**Provided text:**
(begin)
Reports from other countries took a back seat to the ECB's rate decision and the U.S. NFP report this past week. And so, for today's edition of Piponomics, I'm gonna review one of the most interesting economic data recently released--Australia's jobs report.
Since the global financial crisis, Australia has been the envy of most countries. Its labor market has been pretty resilient while those of its counterparts have struggled to generate jobs.
A quick glance at Australia's most recent employment data might lead one to say that labor conditions in the Land Down Under are still A-okay. After all, the unemployment rate dropped to 5.1% in August from 5.2% in July. On top of that, the figure beat expectations as market junkies braced for an increase in joblessness to 5.3%!
Unfortunately, the good news stops there.
A closer look at the employment data reveals that the number of employed individuals fell by 8,800 during the month amid expectations for an increase of 5,100. Adding more salt to the injury was the downward revision to July's reading to 11,700 after being initially reported that jobs grew by 14,000 during the month.
So, how can both the unemployment rate and total number of employed go down?
(end)
**Exercises to complete:**
1 – Echo everything in the article on Australia's jobs report from "Since the global" down to "news stops there.".
2 – Return each line of the entries that contains the string "shaggy", treating uppercase and lowercase letters as distinct.
The entries that follow bear no relation to the article on Australia's jobs report.

**Material:**
(begin)
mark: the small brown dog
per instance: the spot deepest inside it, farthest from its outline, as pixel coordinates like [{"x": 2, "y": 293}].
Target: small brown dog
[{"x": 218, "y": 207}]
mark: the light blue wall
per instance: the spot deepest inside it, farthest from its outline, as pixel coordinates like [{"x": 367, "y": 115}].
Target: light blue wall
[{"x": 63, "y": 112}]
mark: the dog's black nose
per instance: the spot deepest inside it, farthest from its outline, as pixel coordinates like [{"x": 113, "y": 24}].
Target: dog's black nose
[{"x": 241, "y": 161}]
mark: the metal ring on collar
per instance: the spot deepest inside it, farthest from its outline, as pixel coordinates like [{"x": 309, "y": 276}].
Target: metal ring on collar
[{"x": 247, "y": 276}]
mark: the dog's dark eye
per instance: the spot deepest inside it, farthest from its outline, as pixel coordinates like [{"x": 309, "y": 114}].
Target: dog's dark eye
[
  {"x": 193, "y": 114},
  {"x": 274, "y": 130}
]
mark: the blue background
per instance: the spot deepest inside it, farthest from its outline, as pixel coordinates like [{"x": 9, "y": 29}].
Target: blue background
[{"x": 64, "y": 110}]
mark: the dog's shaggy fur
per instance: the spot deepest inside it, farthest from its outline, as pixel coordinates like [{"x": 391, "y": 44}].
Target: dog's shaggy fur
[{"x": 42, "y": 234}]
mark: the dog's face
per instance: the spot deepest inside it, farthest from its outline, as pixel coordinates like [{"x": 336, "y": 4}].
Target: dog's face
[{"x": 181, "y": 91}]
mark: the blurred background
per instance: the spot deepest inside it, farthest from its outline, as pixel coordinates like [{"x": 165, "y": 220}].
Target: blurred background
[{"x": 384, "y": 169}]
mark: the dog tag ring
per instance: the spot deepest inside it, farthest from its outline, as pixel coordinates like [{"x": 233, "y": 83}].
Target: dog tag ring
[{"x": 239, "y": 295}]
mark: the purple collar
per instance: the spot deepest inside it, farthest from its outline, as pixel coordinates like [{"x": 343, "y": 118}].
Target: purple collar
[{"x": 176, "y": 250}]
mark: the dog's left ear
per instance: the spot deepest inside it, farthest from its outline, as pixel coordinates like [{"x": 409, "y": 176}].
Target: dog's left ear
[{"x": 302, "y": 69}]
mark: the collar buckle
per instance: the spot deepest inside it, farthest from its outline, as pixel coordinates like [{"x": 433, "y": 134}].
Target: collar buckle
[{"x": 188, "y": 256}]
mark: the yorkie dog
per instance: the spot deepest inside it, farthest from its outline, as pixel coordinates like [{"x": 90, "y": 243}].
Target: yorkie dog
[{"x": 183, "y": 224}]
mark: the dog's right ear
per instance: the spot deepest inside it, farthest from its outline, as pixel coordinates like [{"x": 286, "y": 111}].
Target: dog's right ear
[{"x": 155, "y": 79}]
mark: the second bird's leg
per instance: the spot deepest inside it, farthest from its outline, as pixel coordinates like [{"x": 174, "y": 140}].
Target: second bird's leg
(end)
**The results:**
1 –
Since the global financial crisis, Australia has been the envy of most countries. Its labor market has been pretty resilient while those of its counterparts have struggled to generate jobs.
A quick glance at Australia's most recent employment data might lead one to say that labor conditions in the Land Down Under are still A-okay. After all, the unemployment rate dropped to 5.1% in August from 5.2% in July. On top of that, the figure beat expectations as market junkies braced for an increase in joblessness to 5.3%!
Unfortunately, the good news stops there.

2 –
mark: the dog's shaggy fur
Target: dog's shaggy fur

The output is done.